> _Selected passage_
.....
Evidence reviewed as part of the Rootclaim analysis includes low-quality video purportedly of rebels loading similar rockets, which is assessed to be unlikely a forgery, the quality of sarin and the apparent trajectory of rockets alongside evidence offered by the U.S., including a claimed intercepted call by a Syrian official following the attack.
“What we do is we take the evidence that was in the U.S. government assessment and the U.N. reports and we bring all of the information inside and we let the system do the analysis of all the evidence," Wilf says. “We have all the evidence the U.S. claims to have, it’s all in there. Some of it is relevant. It’s not like all the evidence goes for one hypothesis and nothing goes for the other. If it was like that, it would be 99.9 percent. There is some interesting evidence there, it is just much weaker.”
.....
> _Task details_
In the passage on the Rootclaim analysis, why does Wilf say the result is not 99.9 percent? Answer in one to three sentences.
.....
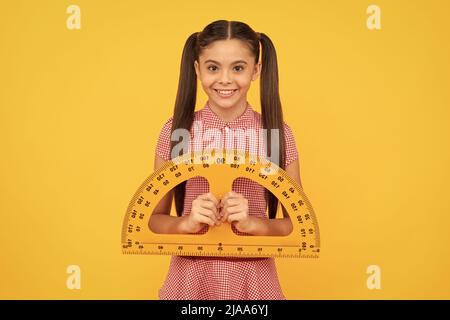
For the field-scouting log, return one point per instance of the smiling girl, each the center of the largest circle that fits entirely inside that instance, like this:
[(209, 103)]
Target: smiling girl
[(225, 58)]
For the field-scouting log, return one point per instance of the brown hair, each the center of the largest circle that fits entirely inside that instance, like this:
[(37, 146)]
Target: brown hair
[(271, 111)]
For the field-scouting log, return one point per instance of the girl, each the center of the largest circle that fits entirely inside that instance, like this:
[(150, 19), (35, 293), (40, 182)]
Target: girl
[(225, 58)]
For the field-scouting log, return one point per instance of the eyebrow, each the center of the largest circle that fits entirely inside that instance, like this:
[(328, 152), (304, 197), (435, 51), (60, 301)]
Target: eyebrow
[(216, 62)]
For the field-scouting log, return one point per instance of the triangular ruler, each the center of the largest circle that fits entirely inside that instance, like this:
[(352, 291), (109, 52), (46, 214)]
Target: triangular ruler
[(221, 169)]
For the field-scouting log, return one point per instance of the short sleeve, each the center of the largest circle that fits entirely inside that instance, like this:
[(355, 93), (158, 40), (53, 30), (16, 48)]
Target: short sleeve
[(290, 146), (163, 144)]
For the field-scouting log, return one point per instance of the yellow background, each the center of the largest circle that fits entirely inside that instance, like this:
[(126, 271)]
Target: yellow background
[(81, 111)]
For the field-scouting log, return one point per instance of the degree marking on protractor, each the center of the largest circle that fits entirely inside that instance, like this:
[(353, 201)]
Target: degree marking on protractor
[(136, 233)]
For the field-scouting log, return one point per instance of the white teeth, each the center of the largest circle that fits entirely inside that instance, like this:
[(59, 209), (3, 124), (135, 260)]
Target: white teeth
[(225, 92)]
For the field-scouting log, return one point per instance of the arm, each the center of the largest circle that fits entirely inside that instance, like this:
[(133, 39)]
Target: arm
[(161, 221), (277, 227)]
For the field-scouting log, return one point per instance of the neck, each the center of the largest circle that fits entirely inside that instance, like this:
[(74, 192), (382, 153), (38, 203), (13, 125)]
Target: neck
[(229, 114)]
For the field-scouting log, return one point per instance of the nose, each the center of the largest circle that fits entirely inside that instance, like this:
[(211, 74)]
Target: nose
[(225, 77)]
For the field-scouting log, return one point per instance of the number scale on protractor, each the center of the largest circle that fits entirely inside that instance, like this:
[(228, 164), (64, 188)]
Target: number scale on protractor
[(221, 169)]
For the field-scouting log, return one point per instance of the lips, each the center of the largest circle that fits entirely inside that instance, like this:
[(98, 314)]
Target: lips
[(225, 93)]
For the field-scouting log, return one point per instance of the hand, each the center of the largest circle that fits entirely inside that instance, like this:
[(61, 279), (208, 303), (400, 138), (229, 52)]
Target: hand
[(234, 208), (204, 211)]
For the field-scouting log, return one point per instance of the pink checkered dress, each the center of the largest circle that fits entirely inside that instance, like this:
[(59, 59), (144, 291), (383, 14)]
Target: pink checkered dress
[(214, 278)]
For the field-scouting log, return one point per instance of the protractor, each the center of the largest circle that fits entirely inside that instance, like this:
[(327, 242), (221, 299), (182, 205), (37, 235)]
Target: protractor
[(221, 169)]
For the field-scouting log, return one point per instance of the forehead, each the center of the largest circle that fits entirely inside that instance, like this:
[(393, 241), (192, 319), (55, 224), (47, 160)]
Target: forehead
[(226, 51)]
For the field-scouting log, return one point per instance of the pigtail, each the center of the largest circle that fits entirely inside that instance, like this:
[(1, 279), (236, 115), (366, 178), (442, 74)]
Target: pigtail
[(272, 117), (271, 110), (183, 114)]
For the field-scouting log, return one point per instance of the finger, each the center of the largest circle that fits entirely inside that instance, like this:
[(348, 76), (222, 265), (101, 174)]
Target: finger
[(230, 202), (209, 196), (234, 217), (205, 220), (208, 213), (208, 205)]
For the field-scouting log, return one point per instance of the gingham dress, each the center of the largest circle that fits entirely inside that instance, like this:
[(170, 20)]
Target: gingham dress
[(214, 278)]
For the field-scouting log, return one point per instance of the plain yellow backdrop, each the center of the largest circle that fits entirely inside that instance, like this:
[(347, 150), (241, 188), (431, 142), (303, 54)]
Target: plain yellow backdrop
[(81, 111)]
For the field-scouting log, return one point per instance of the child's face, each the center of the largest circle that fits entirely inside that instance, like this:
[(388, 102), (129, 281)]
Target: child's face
[(226, 73)]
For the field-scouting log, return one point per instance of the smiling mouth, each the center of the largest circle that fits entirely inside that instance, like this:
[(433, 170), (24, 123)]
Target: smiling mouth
[(225, 93)]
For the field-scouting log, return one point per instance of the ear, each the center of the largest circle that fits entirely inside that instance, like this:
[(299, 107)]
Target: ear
[(256, 71), (197, 69)]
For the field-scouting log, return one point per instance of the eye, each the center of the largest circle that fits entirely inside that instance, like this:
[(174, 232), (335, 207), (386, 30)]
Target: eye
[(213, 66)]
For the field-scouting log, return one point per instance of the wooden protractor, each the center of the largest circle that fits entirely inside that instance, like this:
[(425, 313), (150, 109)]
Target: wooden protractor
[(221, 169)]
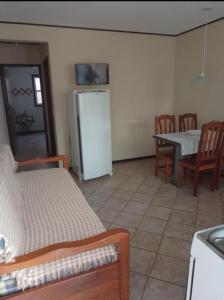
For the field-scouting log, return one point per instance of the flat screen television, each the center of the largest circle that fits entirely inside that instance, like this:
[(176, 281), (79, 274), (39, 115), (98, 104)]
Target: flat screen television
[(87, 74)]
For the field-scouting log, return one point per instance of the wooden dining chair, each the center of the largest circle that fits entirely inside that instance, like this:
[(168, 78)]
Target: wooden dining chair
[(164, 150), (207, 156), (220, 164), (187, 121)]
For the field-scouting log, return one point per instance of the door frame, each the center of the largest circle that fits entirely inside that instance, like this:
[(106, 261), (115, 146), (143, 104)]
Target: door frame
[(48, 119)]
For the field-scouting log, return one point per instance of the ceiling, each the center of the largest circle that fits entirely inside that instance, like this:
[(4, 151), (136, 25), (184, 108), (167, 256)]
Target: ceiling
[(159, 17)]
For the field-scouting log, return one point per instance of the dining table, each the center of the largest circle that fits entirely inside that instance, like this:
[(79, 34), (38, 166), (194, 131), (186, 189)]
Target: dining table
[(185, 143)]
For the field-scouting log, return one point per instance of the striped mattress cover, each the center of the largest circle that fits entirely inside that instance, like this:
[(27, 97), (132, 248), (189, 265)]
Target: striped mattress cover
[(55, 210)]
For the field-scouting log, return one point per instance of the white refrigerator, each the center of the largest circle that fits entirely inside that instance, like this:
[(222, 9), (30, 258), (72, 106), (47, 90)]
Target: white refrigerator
[(90, 133)]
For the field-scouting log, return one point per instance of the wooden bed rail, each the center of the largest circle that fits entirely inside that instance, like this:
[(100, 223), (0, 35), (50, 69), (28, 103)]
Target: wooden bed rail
[(58, 251), (43, 160)]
.....
> _Solution for this task_
According to Wilf, a 99.9 percent result would happen only if all the evidence supported one hypothesis and none supported the other. That is not the case here, because some of the evidence the U.S. claims to have is relevant and interesting, though much weaker.